(Lines of data)
-------
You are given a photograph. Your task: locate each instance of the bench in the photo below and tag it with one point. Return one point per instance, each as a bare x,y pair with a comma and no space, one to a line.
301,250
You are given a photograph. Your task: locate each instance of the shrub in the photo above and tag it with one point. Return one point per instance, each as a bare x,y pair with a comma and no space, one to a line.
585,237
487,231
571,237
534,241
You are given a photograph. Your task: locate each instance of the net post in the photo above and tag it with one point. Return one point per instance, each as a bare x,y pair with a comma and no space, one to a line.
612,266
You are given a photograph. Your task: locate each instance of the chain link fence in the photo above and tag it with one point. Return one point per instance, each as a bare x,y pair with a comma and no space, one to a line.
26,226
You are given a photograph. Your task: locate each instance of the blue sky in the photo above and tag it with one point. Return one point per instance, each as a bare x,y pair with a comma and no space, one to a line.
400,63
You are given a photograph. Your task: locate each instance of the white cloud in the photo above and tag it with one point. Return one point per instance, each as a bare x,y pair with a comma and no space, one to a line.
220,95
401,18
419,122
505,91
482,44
-------
> [PROBLEM]:
Turn the records, from the line containing "of the shrub" through the end, into a Markdown table with the columns "Row" and "Line". Number each row and skip any blank lines.

> [CORRECT RESULT]:
| Row | Line |
|---|---|
| 1 | You are given a photograph. Your task: locate each instance of the shrub in the photo above and tag it with one point. Return one point per instance, each as a bare x,y pair with a comma and no space, one to a line. |
| 2 | 585,237 |
| 3 | 487,231 |
| 4 | 571,237 |
| 5 | 534,241 |
| 6 | You are given a photograph. Your task: locate each instance of the net post in the photo above and tag it with one point. Return one point per instance, each as a bare x,y pair with a comma and no space, one to a line. |
| 7 | 612,266 |
| 8 | You are given a photograph. Your task: locate each instance of the chain link fence in the photo above and tag it with one point. Return one point per instance, each as a bare x,y pair with a comma and no space, one to a line. |
| 9 | 26,226 |
| 10 | You are given a photograph. Your task: locate each instance of the blue sky in the photo above and tag it with one point. Return one point per instance, each as a bare x,y pair with a comma and no space, one to a line. |
| 11 | 400,63 |
| 12 | You are given a photograph. Your task: locate each instance of the white cloud in the photo above and tag it with one point. Return one point per instance, each as a bare x,y pair with a comma and no space, one to a line. |
| 13 | 220,95 |
| 14 | 401,18 |
| 15 | 419,122 |
| 16 | 505,91 |
| 17 | 482,44 |